▶ _SOURCE MATERIAL_
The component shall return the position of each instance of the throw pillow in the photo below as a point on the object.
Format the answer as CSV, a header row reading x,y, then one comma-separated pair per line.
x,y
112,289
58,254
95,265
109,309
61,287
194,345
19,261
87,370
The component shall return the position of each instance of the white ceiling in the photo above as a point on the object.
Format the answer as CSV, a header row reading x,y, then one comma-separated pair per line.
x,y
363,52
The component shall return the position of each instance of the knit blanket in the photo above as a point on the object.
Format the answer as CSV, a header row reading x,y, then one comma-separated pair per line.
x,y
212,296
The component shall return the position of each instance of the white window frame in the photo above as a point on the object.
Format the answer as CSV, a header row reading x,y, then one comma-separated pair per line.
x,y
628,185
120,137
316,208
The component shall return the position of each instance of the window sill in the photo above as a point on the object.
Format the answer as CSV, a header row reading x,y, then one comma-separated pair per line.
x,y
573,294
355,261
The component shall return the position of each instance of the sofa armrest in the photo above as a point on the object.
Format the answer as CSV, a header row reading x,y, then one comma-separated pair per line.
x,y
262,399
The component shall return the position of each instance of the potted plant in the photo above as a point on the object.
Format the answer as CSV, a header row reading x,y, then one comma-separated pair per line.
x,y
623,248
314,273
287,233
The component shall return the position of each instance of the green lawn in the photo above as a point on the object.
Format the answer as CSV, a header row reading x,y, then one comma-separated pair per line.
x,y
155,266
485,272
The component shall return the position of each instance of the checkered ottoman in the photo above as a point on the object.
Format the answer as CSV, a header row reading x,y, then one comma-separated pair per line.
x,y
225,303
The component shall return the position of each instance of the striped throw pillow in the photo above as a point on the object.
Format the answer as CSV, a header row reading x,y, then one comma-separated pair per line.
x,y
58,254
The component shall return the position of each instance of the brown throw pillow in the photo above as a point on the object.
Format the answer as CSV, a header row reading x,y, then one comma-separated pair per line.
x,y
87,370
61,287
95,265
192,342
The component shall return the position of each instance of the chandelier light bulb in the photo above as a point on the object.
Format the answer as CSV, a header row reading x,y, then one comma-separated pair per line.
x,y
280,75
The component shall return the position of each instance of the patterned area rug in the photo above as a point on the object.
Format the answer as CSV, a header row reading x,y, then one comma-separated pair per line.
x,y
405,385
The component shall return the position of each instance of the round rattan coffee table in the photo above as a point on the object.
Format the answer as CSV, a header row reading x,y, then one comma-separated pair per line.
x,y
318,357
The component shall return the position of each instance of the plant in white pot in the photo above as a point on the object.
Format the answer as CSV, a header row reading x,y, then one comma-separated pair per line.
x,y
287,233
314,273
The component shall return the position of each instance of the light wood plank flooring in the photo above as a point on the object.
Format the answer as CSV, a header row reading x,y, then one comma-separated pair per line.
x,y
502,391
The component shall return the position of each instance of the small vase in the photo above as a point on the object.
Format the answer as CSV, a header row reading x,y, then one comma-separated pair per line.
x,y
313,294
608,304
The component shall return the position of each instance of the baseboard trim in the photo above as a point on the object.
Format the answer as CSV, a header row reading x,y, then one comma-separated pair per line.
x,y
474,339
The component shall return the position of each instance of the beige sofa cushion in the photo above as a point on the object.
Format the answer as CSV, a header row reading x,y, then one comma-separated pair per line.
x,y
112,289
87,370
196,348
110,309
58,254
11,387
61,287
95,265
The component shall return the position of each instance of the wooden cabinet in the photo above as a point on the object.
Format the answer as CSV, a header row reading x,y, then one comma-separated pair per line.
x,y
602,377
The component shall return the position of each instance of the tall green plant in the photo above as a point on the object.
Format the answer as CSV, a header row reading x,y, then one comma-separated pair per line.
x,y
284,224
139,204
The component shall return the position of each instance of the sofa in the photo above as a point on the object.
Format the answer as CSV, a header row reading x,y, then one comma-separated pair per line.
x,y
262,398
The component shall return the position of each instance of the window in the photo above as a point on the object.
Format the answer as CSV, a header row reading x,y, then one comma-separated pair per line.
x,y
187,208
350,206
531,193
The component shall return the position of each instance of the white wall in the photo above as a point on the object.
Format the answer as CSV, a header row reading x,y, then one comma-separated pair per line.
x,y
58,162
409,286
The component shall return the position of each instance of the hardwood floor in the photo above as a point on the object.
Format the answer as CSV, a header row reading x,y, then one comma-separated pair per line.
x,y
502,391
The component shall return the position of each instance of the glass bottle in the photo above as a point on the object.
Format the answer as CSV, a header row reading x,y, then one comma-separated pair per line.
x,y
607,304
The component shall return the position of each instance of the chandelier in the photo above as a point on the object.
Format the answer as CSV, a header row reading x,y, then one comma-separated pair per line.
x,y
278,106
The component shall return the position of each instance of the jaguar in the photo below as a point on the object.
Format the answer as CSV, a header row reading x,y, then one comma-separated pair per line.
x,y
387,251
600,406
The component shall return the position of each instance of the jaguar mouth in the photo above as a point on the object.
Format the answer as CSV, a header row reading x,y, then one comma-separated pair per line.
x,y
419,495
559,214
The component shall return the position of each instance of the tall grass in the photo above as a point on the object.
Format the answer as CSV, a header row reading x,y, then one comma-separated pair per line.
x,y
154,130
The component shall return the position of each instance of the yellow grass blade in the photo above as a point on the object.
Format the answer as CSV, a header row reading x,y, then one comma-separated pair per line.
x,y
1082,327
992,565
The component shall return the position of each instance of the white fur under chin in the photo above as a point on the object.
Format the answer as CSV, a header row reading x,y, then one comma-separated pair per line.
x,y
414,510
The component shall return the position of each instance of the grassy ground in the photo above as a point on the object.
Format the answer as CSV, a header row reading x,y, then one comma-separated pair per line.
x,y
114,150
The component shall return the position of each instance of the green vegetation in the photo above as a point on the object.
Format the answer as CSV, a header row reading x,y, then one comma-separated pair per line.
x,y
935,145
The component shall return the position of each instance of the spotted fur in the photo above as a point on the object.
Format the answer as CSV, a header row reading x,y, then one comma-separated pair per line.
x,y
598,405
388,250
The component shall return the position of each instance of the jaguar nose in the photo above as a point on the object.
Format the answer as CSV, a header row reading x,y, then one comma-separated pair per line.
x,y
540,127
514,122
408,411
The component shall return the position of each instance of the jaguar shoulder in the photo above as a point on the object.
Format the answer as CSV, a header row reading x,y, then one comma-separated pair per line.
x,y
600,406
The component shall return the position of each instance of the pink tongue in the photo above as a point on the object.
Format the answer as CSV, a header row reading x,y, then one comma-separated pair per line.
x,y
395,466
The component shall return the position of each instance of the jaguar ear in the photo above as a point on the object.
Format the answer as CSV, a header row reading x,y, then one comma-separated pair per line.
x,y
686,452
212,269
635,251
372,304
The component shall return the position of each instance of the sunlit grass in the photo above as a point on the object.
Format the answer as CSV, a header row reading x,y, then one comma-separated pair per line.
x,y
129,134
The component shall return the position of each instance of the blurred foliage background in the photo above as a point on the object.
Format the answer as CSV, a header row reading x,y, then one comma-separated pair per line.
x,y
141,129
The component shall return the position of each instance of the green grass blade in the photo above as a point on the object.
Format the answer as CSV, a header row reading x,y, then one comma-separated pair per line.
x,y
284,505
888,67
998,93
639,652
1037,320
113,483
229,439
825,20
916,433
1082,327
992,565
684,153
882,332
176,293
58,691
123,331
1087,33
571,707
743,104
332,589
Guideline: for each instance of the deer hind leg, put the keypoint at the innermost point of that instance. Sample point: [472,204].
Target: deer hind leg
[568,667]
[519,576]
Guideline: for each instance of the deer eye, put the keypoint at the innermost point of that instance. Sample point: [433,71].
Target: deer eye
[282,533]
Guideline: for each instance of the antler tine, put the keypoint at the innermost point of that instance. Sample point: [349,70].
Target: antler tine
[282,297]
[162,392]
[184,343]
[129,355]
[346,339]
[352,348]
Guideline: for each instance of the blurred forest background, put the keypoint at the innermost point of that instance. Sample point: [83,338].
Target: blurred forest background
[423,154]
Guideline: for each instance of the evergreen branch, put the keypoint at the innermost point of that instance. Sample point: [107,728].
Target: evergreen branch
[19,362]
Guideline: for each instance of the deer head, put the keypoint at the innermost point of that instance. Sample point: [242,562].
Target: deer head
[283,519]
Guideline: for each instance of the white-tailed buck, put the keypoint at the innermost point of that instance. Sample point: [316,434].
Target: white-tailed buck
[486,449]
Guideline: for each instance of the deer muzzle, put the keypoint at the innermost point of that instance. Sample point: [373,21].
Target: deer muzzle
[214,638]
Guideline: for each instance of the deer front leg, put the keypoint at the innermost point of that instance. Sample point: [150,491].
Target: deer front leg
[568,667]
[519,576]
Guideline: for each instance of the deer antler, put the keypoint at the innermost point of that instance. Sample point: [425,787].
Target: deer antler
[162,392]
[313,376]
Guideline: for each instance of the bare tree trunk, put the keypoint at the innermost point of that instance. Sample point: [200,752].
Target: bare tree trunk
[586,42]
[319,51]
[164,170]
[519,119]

▶ _TASK REQUIREMENTS_
Look over the listing. Pull out every line with the string "innermost" in it.

▶ _TASK SOLUTION_
Guideline: for each instance of the deer hind leg, put the keypoint at the innermost point of that instance. Sample point: [472,204].
Guideline: for each instance of the deer eye, put the keypoint at the innermost point of that instance. Sample point: [433,71].
Guideline: for each instance of the antler tine, put the keypoint at the innermost point of that instance. Sample point: [349,70].
Guideline: for each instance of the blurred forest background, put the keypoint at the innermost point of that instance. Sample point: [83,338].
Guideline: for each instance of the evergreen branch, put the keypoint at the innermost point of that instance. Sample point: [107,728].
Guideline: for each instance of the deer head, put the keypoint at the innermost point of that instance. Sample point: [242,562].
Guideline: for each instance of the white-tailed buck, put the keypoint at the innermost point of that instance. Sample point: [316,434].
Guideline: for each instance of the deer muzzle, put the keypoint at the innermost point of that instance. Sample point: [373,21].
Guideline: for each instance of the deer front leg, put the keypoint at the innermost point of that instance. Sample point: [150,491].
Guideline: for each instance of the deer antler, put the keypoint at the innermost point of that instance. Sample point: [425,787].
Guideline: for each instance of the bare tree trunk, put the keypoint at the innermost point of that instance. Sample point: [200,752].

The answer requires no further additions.